_Exercise goal_:
Return every line in the entries below that contains the word "green".

_Records for the exercise_:
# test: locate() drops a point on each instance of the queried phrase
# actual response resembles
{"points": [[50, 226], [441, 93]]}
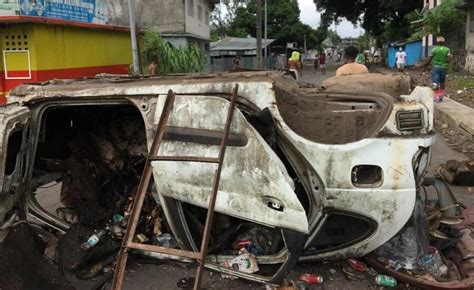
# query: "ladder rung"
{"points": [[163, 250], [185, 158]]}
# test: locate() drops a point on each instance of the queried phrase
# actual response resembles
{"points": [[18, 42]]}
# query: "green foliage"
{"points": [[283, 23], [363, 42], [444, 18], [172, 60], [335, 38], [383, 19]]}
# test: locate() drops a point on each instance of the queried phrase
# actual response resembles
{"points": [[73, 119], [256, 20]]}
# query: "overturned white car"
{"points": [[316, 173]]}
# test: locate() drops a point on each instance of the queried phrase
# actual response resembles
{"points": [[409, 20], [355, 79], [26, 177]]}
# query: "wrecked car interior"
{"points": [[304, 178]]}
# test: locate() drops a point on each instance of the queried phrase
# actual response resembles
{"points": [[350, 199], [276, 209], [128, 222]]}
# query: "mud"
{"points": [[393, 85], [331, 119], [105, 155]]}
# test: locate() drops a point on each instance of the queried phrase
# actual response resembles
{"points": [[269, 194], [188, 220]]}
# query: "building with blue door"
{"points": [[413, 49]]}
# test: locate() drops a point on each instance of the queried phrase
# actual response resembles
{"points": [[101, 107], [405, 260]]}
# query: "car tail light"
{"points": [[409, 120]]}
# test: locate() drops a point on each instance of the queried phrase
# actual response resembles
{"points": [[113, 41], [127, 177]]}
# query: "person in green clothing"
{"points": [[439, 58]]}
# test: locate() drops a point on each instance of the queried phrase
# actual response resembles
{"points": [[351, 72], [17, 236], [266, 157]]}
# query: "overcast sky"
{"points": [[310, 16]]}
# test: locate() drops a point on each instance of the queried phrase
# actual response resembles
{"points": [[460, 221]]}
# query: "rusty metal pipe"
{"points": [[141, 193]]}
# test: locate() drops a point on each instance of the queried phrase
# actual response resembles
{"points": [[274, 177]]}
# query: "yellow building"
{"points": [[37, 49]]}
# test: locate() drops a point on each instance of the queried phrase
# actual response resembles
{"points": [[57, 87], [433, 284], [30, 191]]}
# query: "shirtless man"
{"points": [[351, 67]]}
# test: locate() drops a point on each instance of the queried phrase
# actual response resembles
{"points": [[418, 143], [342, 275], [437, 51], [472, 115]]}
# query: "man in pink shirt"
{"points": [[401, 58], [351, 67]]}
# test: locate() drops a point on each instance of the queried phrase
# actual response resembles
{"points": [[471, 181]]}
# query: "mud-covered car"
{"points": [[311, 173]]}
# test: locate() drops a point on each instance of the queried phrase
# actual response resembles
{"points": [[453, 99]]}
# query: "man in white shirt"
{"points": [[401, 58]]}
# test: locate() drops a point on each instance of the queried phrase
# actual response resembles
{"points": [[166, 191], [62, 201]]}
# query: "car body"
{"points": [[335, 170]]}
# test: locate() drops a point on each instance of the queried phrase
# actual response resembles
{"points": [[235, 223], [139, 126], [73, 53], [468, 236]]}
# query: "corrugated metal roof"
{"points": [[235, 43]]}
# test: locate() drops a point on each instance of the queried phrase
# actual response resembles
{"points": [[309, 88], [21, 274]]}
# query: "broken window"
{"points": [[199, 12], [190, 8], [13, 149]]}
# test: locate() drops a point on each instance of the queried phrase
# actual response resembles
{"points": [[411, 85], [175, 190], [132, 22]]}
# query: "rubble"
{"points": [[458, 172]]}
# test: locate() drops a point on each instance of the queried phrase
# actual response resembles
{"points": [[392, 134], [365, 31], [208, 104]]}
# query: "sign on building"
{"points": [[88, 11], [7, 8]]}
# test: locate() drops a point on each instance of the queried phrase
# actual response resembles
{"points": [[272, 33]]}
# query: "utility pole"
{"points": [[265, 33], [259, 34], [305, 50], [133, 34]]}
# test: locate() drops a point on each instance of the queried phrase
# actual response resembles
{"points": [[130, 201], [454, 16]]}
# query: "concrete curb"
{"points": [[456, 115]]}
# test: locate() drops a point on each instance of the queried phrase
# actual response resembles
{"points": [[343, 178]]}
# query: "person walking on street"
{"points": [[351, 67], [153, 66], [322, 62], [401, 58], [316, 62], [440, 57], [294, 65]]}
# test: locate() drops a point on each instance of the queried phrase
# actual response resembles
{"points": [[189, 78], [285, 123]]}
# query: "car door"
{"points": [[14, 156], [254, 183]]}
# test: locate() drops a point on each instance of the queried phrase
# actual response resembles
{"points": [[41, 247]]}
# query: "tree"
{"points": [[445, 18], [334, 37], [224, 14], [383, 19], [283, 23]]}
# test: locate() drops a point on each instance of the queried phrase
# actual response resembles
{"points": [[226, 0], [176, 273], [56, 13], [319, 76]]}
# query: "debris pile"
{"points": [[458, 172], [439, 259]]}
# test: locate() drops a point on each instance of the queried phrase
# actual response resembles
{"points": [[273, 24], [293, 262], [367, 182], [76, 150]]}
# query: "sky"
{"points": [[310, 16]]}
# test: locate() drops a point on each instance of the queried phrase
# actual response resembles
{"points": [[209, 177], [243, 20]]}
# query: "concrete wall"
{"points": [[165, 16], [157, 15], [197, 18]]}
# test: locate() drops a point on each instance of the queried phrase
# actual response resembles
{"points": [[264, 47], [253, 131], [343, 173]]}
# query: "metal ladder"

_Task output_:
# query: "green foliage"
# query: "person in green clothing"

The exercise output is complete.